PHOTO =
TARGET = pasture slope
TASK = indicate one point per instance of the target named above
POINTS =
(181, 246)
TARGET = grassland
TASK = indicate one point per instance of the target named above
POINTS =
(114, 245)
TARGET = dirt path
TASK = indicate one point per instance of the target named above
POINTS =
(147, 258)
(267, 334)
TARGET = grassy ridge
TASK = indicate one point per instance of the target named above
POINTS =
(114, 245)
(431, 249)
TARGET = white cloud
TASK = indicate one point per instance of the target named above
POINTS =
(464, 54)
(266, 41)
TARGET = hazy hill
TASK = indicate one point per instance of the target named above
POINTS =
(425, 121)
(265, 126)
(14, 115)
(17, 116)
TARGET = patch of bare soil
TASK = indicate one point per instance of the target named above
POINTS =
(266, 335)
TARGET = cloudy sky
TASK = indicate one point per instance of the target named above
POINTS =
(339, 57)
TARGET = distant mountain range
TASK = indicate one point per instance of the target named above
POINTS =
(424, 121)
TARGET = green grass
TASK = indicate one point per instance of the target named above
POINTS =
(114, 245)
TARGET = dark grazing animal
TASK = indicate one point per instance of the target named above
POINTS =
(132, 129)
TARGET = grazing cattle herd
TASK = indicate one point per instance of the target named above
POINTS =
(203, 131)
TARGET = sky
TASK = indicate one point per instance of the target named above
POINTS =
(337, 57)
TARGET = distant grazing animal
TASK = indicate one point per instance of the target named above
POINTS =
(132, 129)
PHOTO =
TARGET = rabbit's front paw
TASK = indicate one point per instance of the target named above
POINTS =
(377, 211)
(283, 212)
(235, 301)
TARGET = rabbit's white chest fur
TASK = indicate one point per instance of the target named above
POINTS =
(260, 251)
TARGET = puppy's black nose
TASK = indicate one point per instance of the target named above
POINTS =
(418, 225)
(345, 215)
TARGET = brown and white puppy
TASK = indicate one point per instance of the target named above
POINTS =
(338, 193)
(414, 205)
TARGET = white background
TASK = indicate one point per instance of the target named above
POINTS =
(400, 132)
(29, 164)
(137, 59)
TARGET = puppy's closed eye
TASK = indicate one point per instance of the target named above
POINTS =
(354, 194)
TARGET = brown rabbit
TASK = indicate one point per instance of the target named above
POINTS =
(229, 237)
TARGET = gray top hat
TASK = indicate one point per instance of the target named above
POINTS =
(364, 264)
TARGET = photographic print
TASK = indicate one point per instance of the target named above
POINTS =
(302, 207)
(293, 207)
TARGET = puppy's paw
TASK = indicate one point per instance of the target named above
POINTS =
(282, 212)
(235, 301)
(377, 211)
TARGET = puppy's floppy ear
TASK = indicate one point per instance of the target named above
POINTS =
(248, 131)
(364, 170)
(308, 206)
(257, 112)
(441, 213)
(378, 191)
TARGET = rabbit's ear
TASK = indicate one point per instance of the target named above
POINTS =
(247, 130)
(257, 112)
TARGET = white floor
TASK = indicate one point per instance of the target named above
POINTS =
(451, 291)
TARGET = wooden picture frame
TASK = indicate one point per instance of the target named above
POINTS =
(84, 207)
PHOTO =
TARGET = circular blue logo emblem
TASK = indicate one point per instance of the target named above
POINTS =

- [Work item]: Look over the listing above. Pick out and copy every line that includes "puppy".

- [Task response]:
TARGET = puppy's black nose
TARGET = brown and white puppy
TARGET = puppy's closed eye
TARGET = puppy's paw
TARGET = puppy's floppy ear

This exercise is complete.